# [What is required]
Write the next part of the passage on gut microbial clusters linked to rejuvenation, picking up right after its final sentence.

Text shown section start

Certain microbial clusters link to rejuvenation

To define a consortium of core microbial taxa that are involved in aging-associated phenotypes, we clustered the entire families of the gut microbiota at week 8 according to microbial abundance correlation (Fig. 4A). Among the four clusters retrieved by hierarchical clustering, Lachnospiraceae-dominant cluster 1 was prevalent in OldC and OldO groups, whereas cluster 2 containing Muribaculaceae, Bacteroidaceae, Lactobacillaceae, and Prevotellaceae was abundant in OldY. While cluster 3 that distinctly harbored Rikenellaceae, Ruminococcaceae, and Erysipelotrichaceae was enriched in OldY, it was also significantly enriched in OldO compared to non-FMT control. In addition, Desulfovibrionaceae-containing cluster 4 had no preference for any treatments, implying a minor impact of its members on the host (Fig. 4A).

Fig. 4
figure 4

Correlation between co-occurring microbial clusters and host factors. A Gut microbiota of OldC, OldO, and OldY at week 8 was divided into four clusters by hierarchical clustering analysis with Spearman’s correlation coefficient. The dendrogram was generated by complete hierarchical clustering based on Euclidean distance and four clusters were determined by cutting off the tree at height 6. The taxon bar plot shows the microbial composition of each cluster at the family level, and the distribution of each cluster among the groups was displayed using a boxplot. B Heatmap of Spearman’s correlation between bacterial taxa and various phenotypes. C Heatmap of Spearman’s correlation between bacterial taxa and DEGs in the muscle (left) or skin (right). Only statistically significant correlations (P < 0.05) were plotted. D Violin plot representing Spearman’s correlation between microbial clusters and top FCs in the muscle and skin. Colored spots indicate the microbial families and horizontal lines in the box plot show the median. P values were calculated using the Kruskal-Wallis test. *P < 0.05, **P < 0.01, ***P < 0.001. Wilcoxon rank sum test.

Text shown section end
Data for review section start

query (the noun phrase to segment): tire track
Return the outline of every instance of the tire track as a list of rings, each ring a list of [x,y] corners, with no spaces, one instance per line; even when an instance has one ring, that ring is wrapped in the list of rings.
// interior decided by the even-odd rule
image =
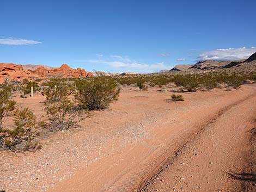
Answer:
[[[114,183],[108,191],[140,191],[147,186],[147,183],[152,177],[162,170],[170,160],[179,154],[180,150],[188,141],[196,138],[198,134],[211,123],[214,123],[218,118],[224,113],[227,112],[233,107],[253,97],[254,95],[251,95],[245,98],[239,100],[231,104],[225,106],[220,110],[213,115],[210,115],[199,122],[198,122],[191,129],[194,131],[186,133],[185,134],[179,135],[180,140],[179,143],[169,143],[163,148],[157,148],[155,152],[153,153],[148,158],[146,158],[144,162],[140,165],[141,171],[136,172],[136,170],[131,171],[131,177],[127,177],[124,183],[117,182]],[[121,179],[124,180],[124,179]]]

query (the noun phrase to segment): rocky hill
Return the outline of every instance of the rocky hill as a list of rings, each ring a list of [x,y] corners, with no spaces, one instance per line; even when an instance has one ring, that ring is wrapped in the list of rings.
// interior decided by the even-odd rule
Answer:
[[[193,65],[177,65],[172,69],[170,71],[184,71],[192,67]]]
[[[34,71],[36,69],[40,67],[44,67],[46,70],[50,70],[51,69],[53,69],[55,67],[50,67],[50,66],[47,65],[32,65],[32,64],[27,64],[27,65],[22,65],[22,67],[25,70],[32,70]]]
[[[256,53],[252,54],[247,60],[237,60],[235,61],[215,61],[205,60],[199,61],[194,65],[178,65],[172,69],[170,71],[186,71],[192,70],[209,70],[221,69],[229,69],[244,66],[256,65]],[[247,66],[245,66],[247,65]]]
[[[21,80],[25,79],[46,79],[51,76],[76,78],[87,77],[92,75],[92,73],[87,72],[84,69],[80,68],[73,69],[67,64],[63,64],[59,68],[49,70],[45,69],[42,66],[39,66],[34,70],[31,70],[25,69],[21,65],[15,65],[13,63],[0,63],[0,83],[4,82],[5,78],[9,78],[10,80]]]

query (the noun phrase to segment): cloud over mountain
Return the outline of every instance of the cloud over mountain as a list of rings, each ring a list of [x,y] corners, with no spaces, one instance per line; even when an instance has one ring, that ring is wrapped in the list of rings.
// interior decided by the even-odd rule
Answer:
[[[220,48],[204,51],[197,57],[197,60],[234,60],[247,59],[256,52],[256,47]]]

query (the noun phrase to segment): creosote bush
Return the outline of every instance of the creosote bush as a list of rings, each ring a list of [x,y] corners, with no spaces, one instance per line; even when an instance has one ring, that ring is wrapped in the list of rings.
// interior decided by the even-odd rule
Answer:
[[[119,95],[120,88],[112,78],[100,76],[77,79],[75,85],[75,98],[82,109],[106,109]]]
[[[51,131],[68,130],[76,125],[82,111],[77,110],[69,97],[71,91],[68,85],[59,82],[58,85],[52,85],[44,90],[45,110],[49,120],[47,126]]]
[[[147,91],[148,90],[148,85],[147,85],[145,83],[142,82],[137,82],[137,86],[139,87],[139,89],[143,91]]]
[[[184,101],[184,98],[183,98],[183,96],[181,95],[175,95],[175,94],[173,94],[171,96],[172,97],[172,101],[176,102],[176,101]]]
[[[34,151],[40,144],[34,141],[36,129],[35,116],[28,108],[16,109],[13,113],[15,127],[0,131],[0,149]]]
[[[16,102],[11,100],[11,89],[6,84],[0,85],[0,129]]]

Data for review section end

# [Expected answer]
To better understand the association of microbial clusters with host physiology, we calculated Spearman’s correlation coefficient between the cumulative abundance of clusters and the indicators of host fitness (Fig. 4B). Prevotellaceae and Muribaculaceae in clusters 2 and 4 showed a positive correlation with both grip strength and skin moisture, the most improved phenotypes in OldY. Bacteroidaceae in cluster 2 positively correlated with skin moisture and brain size, and Erysipelotrichaceae in cluster 3 and Akkermansiaceae in cluster 4 with the inverse of TEWL (TEWL-1). In contrast, Ruminococcaceae in cluster 1 negatively correlated with grip strength and TEWL-1, Tannerellaceae in cluster 4 with skin moisture, TEWL-1, and Ki-67+, and Ruminococcaceae in cluster 4 with skin moisture and brain size (Fig. 4B). Thus, Bacteroidetes families in clusters 2 and 3 are strongly associated with restored phenotypes of the aged hosts, while Firmicutes families mainly present in clusters 1 and 4 may promote functional deterioration.

Next, we explored the correlation between tissue-specific DEGs in OldY and OldO and clustered taxa. Muribaculaceae, Prevotellaceae, and Bacteroidaceae (all in the phylum Bacteroidetes) in cluster 2, as well as Ruminococcaceae and Erysipelotrichaceae in cluster 3, had a strong association with upregulated genes in the muscle and skin of OldY (Fig. 4C). Conversely, upregulated genes in OldO negatively correlated with cluster 2 families, but positively with Lachnospiraceae in clusters 1 and 4 and Ruminococcaceae in cluster 1. Similar patterns were observed in the colon tissues (Fig. S4A). Correlation coefficients between the top DEGs and bacterial clusters were compared in each tissue. Cluster 2 showed the highest positive correlation with Tfap2b and Dbn1, which are most upregulated in the muscle and skin of OldY, respectively. Serpinb6c and Rreb1, most downregulated in each tissue, respectively, negatively correlated with cluster 2 (Fig. 4D). Similar results were produced for Trpm3 and Wdr54 in the colon (Fig. S4B). Consistently, members of Muribaculaceae, Prevotellaceae, and Bacteroidaceae were associated with increased gene expression and improved host phenotypes in OldY, suggesting that they may have an ability to rejuvenate host physiology.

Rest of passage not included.